Request
Copy every line of the listing below that contains the word "most", treating uppercase and lowercase letters as distinct.

---------- Records provided

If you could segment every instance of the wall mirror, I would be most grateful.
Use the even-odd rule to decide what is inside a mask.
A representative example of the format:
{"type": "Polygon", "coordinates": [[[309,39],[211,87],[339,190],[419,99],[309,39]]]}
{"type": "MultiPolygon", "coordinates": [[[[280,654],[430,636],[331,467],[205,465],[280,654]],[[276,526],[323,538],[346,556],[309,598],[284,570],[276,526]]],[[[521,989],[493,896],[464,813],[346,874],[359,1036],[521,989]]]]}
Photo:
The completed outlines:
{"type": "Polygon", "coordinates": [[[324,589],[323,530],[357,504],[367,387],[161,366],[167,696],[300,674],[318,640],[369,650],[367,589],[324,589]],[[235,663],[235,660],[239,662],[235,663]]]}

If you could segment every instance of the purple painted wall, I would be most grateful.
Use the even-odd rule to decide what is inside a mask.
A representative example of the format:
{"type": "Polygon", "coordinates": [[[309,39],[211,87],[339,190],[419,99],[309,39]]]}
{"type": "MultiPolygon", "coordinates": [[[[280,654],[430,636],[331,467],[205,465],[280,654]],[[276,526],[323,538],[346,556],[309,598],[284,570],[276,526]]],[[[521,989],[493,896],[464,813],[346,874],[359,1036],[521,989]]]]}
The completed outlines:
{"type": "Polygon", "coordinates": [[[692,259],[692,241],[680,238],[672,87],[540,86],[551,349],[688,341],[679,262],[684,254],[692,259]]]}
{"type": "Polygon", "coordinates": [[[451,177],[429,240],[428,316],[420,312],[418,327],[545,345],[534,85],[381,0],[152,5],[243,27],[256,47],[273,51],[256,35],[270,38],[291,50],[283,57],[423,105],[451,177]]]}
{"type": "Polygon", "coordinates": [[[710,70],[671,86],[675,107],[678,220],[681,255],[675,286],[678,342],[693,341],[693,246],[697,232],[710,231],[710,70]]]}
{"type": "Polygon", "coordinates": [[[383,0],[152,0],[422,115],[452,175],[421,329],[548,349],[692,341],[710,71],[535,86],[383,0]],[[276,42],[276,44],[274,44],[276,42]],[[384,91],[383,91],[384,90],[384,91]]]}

--------------------

Exercise output
If you could segment every instance of the wall mirror, I would be most grateful.
If you could segment every instance of the purple painted wall, I would be most grateful.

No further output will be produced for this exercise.